◆ **Exercise**
Restate each entry word for word. Keep every detail intact.

-*-

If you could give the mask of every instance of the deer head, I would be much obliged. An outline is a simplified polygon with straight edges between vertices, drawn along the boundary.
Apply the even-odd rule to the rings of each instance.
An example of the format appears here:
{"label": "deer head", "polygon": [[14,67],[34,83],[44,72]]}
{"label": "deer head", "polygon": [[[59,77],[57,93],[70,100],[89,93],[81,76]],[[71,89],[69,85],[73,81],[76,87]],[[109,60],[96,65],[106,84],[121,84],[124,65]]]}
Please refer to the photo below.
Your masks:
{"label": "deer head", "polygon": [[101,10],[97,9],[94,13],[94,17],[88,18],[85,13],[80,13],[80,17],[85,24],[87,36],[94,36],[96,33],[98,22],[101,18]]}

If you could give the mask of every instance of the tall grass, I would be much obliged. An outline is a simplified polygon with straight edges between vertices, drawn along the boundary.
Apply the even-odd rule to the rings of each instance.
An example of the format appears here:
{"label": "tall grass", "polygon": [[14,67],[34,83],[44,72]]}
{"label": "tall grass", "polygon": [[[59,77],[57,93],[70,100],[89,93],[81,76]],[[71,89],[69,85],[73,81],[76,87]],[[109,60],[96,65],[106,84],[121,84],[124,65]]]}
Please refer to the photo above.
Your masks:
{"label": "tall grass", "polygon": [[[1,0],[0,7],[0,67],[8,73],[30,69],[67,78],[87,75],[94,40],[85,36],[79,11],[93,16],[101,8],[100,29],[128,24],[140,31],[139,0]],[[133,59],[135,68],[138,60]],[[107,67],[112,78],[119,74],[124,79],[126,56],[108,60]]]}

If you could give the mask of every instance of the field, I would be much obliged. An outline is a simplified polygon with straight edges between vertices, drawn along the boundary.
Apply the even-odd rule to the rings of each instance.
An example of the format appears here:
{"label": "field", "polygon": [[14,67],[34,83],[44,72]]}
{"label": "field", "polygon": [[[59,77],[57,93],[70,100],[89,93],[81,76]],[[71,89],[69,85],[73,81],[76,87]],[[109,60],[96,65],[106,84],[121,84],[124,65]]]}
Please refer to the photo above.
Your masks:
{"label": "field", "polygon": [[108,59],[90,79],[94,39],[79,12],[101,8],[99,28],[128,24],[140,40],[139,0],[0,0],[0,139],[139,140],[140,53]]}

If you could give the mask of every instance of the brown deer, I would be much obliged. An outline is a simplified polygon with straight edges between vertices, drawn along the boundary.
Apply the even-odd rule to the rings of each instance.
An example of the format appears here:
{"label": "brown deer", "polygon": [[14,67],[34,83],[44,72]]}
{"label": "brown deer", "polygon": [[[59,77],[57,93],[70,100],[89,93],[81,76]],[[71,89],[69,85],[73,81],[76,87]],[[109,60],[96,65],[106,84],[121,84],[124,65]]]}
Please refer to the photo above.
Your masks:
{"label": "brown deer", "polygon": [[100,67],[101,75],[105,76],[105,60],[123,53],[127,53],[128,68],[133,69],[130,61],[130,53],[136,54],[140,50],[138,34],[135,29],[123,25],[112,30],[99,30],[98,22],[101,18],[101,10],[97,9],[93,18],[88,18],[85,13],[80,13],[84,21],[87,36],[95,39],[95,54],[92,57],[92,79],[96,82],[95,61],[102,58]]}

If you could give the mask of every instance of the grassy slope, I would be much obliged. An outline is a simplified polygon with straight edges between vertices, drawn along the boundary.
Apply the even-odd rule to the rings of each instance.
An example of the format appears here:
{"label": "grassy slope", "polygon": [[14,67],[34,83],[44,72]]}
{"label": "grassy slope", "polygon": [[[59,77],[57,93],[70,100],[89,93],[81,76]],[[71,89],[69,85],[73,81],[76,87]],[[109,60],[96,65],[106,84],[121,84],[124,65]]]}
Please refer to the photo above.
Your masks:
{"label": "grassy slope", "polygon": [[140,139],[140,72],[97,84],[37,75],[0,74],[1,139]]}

-*-

◆ **Response area**
If you could give the mask of every instance of the deer head, I would be much obliged. An outline is a simplified polygon with straight edges between vertices, drawn along the boundary.
Apply the even-odd rule to the rings of each instance.
An example of the format appears here:
{"label": "deer head", "polygon": [[14,67],[34,83],[44,72]]}
{"label": "deer head", "polygon": [[[59,77],[57,93],[70,100],[89,93],[81,76]],[[71,89],[69,85],[73,81],[76,87]],[[109,60],[96,65],[106,84],[121,84],[124,65]]]}
Please refer to the photo below.
Your masks:
{"label": "deer head", "polygon": [[101,10],[97,9],[94,13],[94,17],[88,18],[85,13],[80,13],[80,17],[85,24],[87,36],[94,36],[96,33],[98,22],[101,18]]}

If you could give the mask of every instance of the tall grass, I would be much obliged. An outline is a simplified polygon with straight edges between vertices, drawn along the boundary.
Apply the even-odd rule to the rings of each instance.
An example of the format appears here:
{"label": "tall grass", "polygon": [[14,67],[34,83],[44,72]]}
{"label": "tall grass", "polygon": [[[59,77],[57,93],[70,100],[89,93],[81,76]],[[71,89],[69,85],[73,81],[76,87]],[[109,60],[96,65],[106,84],[121,84],[124,65]]]}
Please refer to the photo above.
Your masks:
{"label": "tall grass", "polygon": [[[1,0],[0,7],[0,67],[8,73],[30,69],[67,78],[87,75],[94,40],[85,36],[79,11],[93,16],[101,8],[100,29],[128,24],[140,31],[139,0]],[[133,59],[135,68],[138,60]],[[107,67],[112,78],[119,74],[124,79],[126,56],[108,60]]]}

If you could give the mask of every instance of the field, I would be much obliged. An outline is a simplified polygon with straight edges between vertices, drawn along the boundary.
Apply the even-odd rule to the rings of each instance.
An example of the format appears here:
{"label": "field", "polygon": [[14,67],[34,83],[44,72]]}
{"label": "field", "polygon": [[[59,77],[57,93],[70,100],[89,93],[81,76]],[[71,89],[69,85],[73,81],[76,87]],[[109,60],[96,65],[106,84],[121,84],[124,65]]]}
Please refer to the photo above.
Your masks:
{"label": "field", "polygon": [[108,59],[90,79],[94,39],[79,12],[101,8],[99,28],[128,24],[140,40],[139,0],[0,0],[0,139],[139,140],[140,53]]}

If you could give the mask of every instance of the brown deer, I would be much obliged. An outline is a simplified polygon with straight edges between vertices, drawn along the boundary.
Apply the even-odd rule to the rings of each instance.
An example of the format appears here:
{"label": "brown deer", "polygon": [[14,67],[34,83],[44,72]]}
{"label": "brown deer", "polygon": [[[59,77],[57,93],[70,100],[89,93],[81,76]],[[71,89],[69,85],[73,81],[76,87]],[[109,60],[96,65],[106,84],[121,84],[124,65]]]}
Please refer to the photo above.
Your masks:
{"label": "brown deer", "polygon": [[100,67],[101,75],[105,76],[105,60],[123,53],[127,53],[128,68],[133,69],[130,61],[130,53],[136,54],[140,50],[138,34],[135,29],[123,25],[112,30],[99,30],[98,22],[101,18],[101,10],[97,9],[93,18],[88,18],[85,13],[80,13],[84,21],[87,36],[95,39],[95,54],[92,57],[92,79],[96,82],[95,61],[102,58]]}

If you could give the mask of every instance of the grassy slope, I would be much obliged. An outline is a simplified polygon with straight edges between vertices, drawn along the boundary.
Apply the even-odd rule to the rings of each instance.
An example of the format appears here:
{"label": "grassy slope", "polygon": [[14,67],[34,83],[44,72]]}
{"label": "grassy slope", "polygon": [[[59,77],[57,93],[70,100],[89,93],[81,76]],[[71,89],[69,85],[73,81],[76,87]],[[109,60],[96,65],[106,84],[121,84],[124,65]]]}
Please refer to the photo above.
Your masks:
{"label": "grassy slope", "polygon": [[140,139],[140,72],[97,84],[37,75],[0,74],[1,139]]}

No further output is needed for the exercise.